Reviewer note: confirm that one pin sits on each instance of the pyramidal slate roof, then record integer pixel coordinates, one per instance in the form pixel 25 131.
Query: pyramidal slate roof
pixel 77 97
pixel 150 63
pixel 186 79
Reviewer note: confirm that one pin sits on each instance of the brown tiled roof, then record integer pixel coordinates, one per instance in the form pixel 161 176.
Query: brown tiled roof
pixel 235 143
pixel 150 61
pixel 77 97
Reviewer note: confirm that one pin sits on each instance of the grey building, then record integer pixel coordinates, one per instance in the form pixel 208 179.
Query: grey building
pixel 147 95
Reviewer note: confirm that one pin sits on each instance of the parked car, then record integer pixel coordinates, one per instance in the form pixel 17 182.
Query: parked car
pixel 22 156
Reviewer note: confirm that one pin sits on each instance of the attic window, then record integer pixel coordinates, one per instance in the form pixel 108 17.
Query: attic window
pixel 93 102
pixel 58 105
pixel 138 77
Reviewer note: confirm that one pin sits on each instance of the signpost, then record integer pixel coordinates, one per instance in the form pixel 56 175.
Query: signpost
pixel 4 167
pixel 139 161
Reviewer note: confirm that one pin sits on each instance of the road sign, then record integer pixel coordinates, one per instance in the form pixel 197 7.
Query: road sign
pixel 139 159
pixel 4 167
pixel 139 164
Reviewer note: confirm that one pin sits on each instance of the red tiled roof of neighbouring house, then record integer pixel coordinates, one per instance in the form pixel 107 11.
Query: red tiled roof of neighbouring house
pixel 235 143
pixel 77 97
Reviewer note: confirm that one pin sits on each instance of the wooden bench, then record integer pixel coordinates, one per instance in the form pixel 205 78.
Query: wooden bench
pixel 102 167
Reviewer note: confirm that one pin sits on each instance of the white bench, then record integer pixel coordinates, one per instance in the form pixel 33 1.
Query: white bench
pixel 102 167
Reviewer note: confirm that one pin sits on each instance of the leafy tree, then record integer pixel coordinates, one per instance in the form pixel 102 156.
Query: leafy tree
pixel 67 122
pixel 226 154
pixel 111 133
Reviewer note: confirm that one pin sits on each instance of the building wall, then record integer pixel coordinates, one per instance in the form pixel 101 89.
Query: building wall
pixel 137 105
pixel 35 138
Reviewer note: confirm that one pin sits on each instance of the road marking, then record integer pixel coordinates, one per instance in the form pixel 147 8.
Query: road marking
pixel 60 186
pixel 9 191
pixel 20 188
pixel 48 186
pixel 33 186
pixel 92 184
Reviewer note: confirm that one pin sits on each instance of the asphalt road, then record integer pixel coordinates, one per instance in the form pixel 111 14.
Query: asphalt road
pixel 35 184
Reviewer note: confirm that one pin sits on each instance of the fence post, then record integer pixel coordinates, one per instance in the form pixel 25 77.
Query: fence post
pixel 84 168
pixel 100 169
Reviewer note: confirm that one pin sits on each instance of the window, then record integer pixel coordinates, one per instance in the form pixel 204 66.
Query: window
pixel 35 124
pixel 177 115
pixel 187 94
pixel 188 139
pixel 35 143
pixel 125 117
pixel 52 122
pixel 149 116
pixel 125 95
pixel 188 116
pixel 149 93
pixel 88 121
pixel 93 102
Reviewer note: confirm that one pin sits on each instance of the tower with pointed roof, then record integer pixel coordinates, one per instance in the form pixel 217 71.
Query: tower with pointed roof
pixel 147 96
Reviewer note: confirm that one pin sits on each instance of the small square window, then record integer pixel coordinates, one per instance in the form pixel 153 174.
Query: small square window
::::::::::
Directions → Copy out every record exactly; leave nothing out.

Written answer →
Reviewer note: confirm that one pin sits on each instance of the pyramidal slate roof, then record integer pixel coordinates, one per instance in the form pixel 25 131.
Query: pyramidal slate roof
pixel 77 97
pixel 150 63
pixel 186 79
Reviewer note: confirm that one pin sits on each instance of the brown tiled roof, then record integer pixel coordinates, one per instance in the form pixel 161 176.
Query: brown tiled roof
pixel 235 143
pixel 150 61
pixel 77 97
Reviewer note: confirm that one pin sits on each instance of the grey building, then record integer pixel coordinates, one per instance in the form pixel 208 179.
Query: grey building
pixel 147 95
Reviewer note: confirm that one pin sits on each instance of the parked car, then record integer pixel coordinates, one per instance in the form pixel 17 182.
Query: parked car
pixel 22 156
Reviewer note: confirm that one pin sits on each instance of the attic window, then record integer pixel coordinates, one per instance in the form pixel 108 17.
Query: attic window
pixel 93 102
pixel 58 105
pixel 138 77
Reviewer note: confirm that one pin sits on each instance of the signpost, then record integer pixel coordinates, one per instance in the form pixel 56 175.
Query: signpost
pixel 4 167
pixel 139 161
Reviewer note: confirm that one pin sits on each instance of the road sign, then record integer pixel coordinates, one per instance in the form pixel 197 7.
Query: road sign
pixel 139 159
pixel 4 167
pixel 139 164
Reviewer note: confirm that one pin sits on each instance of the red tiled roof of neighbouring house, then record integer pixel coordinates, one per instance in the form pixel 107 11.
Query: red tiled roof of neighbouring house
pixel 235 143
pixel 77 97
Reviewer note: confirm that one pin sits on each instance of the wooden bench, then record integer pixel coordinates, one per instance in the form pixel 205 78.
Query: wooden bench
pixel 102 167
Reviewer note: confirm that one pin sits on each instance of the white bench, then record integer pixel coordinates, one per instance in the form pixel 33 1.
Query: white bench
pixel 102 167
Reviewer note: confirm that one pin sits on each instance of the leafy tree, then record integer pixel coordinates, one per instance in the form pixel 102 156.
Query: leafy tree
pixel 67 122
pixel 226 154
pixel 111 133
Reviewer note: confirm that one pin sits on each instance of the building wall, then record integer pixel coordinates, one per instance in the form pixel 101 89.
Query: building wall
pixel 137 105
pixel 35 138
Reviewer note: confirm that one pin sits on each instance of the road marking, then record integer pixel coordinates, one per instance in the form pixel 147 8.
Query: road marking
pixel 60 186
pixel 9 191
pixel 20 188
pixel 48 186
pixel 33 186
pixel 92 184
Reviewer note: confirm that one pin sits on each instance of the asphalt road, then record integer pixel coordinates, one per instance in the form pixel 111 14.
Query: asphalt road
pixel 35 184
Reviewer note: confirm that one pin sits on each instance of the fence post, then record integer pixel coordinates, one per instance in the form pixel 25 77.
Query: fence post
pixel 84 168
pixel 100 169
Reviewer note: confirm that one pin sits on each instance of the window, then record integer pixel coordinates, one per instance in the form pixel 204 66.
Query: window
pixel 35 124
pixel 177 115
pixel 187 94
pixel 188 139
pixel 35 143
pixel 125 117
pixel 52 122
pixel 149 116
pixel 125 95
pixel 188 116
pixel 149 93
pixel 88 121
pixel 93 102
Reviewer note: confirm that one pin sits on each instance of the tower with pointed roof, then record integer pixel coordinates, one per instance in the form pixel 217 71.
Query: tower with pointed roof
pixel 147 96
Reviewer note: confirm that one pin sits on each instance of the small square window, then record integer pixel coordinates, one per instance in the form pixel 153 174.
Query: small square window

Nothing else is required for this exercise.